▼

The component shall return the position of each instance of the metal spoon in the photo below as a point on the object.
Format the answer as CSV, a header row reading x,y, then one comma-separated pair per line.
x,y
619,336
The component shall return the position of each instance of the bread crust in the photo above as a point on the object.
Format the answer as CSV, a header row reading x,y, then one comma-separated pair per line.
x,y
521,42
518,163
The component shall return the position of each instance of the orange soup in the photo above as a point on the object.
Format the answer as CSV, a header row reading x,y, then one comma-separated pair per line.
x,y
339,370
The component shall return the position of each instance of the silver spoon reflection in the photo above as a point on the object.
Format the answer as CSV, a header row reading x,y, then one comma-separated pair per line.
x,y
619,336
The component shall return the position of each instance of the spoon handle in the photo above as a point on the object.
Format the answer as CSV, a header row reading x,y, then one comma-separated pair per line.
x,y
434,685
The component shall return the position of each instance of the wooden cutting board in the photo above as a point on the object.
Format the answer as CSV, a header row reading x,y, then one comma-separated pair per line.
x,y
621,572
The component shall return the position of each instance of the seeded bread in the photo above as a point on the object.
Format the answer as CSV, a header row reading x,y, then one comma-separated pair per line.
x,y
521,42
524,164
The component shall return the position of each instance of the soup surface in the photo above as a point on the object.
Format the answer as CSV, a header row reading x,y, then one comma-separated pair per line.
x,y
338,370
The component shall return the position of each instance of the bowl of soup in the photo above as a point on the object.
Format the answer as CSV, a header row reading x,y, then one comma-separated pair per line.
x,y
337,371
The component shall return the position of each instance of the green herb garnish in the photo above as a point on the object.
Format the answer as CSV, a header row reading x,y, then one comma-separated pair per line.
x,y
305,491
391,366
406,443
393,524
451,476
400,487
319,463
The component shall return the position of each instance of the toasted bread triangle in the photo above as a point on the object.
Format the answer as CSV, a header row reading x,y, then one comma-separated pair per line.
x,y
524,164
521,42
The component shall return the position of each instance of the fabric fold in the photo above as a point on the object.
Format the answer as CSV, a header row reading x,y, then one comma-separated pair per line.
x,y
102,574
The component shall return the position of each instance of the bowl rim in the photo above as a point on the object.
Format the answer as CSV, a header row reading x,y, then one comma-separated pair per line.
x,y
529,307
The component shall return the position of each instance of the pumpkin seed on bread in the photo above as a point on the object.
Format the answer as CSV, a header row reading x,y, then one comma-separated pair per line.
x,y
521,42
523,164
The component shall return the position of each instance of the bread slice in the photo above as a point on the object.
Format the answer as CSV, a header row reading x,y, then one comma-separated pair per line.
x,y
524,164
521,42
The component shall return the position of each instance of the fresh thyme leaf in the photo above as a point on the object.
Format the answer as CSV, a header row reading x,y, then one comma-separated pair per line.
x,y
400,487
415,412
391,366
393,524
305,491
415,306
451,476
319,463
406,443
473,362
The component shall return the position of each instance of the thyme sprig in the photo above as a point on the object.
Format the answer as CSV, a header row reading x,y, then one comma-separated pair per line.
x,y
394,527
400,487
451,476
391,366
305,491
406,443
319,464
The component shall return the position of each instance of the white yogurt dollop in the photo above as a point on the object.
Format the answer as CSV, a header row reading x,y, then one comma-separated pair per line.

▲

Repeat the material above in full, keeping every word.

» Task output:
The component shall return the position of each instance of the metal spoon in the photo below as a point on the object.
Format the answer as CSV, a header row reading x,y, then one comma-separated pair per line.
x,y
619,336
The component shall return the position of each instance of the bread crust in the photo above as a point on the object.
Format the answer as CSV, a header row reading x,y, then one comma-separated pair per line.
x,y
521,42
518,163
The component shall return the position of each instance of the orange soup in the photo above as a point on the object.
Format the answer as CSV, a header row reading x,y, then one comma-separated pair per line.
x,y
339,370
The component shall return the position of each instance of the silver spoon reflection in the photo above as a point on the object.
Format the answer as CSV, a header row reading x,y, then one comma-separated pair per line.
x,y
619,336
The component shall return the position of each instance of the spoon handle in the photo above as a point on the object.
Format the answer as CSV, a header row reading x,y, then one comma-separated pair per line.
x,y
434,685
The component shall return the position of each instance of the wooden cutting board in the photo above as a point on the object.
Format the answer as CSV, a header row reading x,y, then one comma-separated pair per line.
x,y
621,572
The component shall return the position of each instance of the seeded bread in the photo above as a point on the object.
Format the answer as CSV, a header row reading x,y, then one comma-separated pair per line.
x,y
521,42
524,164
The component shall return the position of each instance of the soup surface in the photo above as a point on the object.
Format the answer as CSV, a header row reading x,y, then one comma-separated pair per line.
x,y
338,370
The component shall return the position of each instance of the bowl of soup in the photo above as a point on the object.
Format the answer as CSV, a header row reading x,y, then one comma-separated pair per line.
x,y
337,371
The component shall return the position of each instance of the green herb garnish in the photo above as a point on the object.
Format the answer as CSV, a header row reading x,y, then one comma-separated pair per line.
x,y
305,491
391,366
406,443
393,524
451,476
400,487
319,463
The component shall return the position of each instance of the toasted bread triangle in the photo above as a point on the object.
Format the answer as CSV, a header row reading x,y, then one comma-separated pair per line.
x,y
524,164
521,42
The component shall return the position of each instance of the fabric fold in the photo above as a point on the object.
Format the answer as CSV, a header row reading x,y, then one comma-separated pair per line.
x,y
102,574
The component shall return the position of each instance of the bowl rim in the photo above as a point on the object.
Format the answer as CSV, a header row reading x,y, then one comma-separated pair per line.
x,y
529,307
The component shall return the position of each instance of the pumpkin seed on bread in the photo above as a point on the object.
Format the answer as CSV, a header row reading x,y, then one comma-separated pair per line.
x,y
521,42
523,164
The component shall return the position of each instance of the bread slice in the photo above as a point on the object.
Format the answer as CSV, a header row reading x,y, then one comma-separated pair per line.
x,y
524,164
521,42
The component shall return the position of each instance of the fresh thyme leaf in the photo above as a point on the object.
Format the answer as CSV, a header row reading x,y, then one comma-separated pair per line.
x,y
400,487
415,412
391,366
393,524
305,491
415,306
451,476
319,463
406,443
473,362
The component shall return the position of each instance of the thyme sprig in the photo above as a point on the object.
Format the answer as CSV, a header row reading x,y, then one comma-separated pair per line.
x,y
394,527
400,487
451,476
391,366
305,491
406,443
319,464
The component shall return the position of each instance of the white yogurt dollop in the photo above as a point on the object.
Format the answer as CSV, a header row reading x,y, then one comma-separated pair per line.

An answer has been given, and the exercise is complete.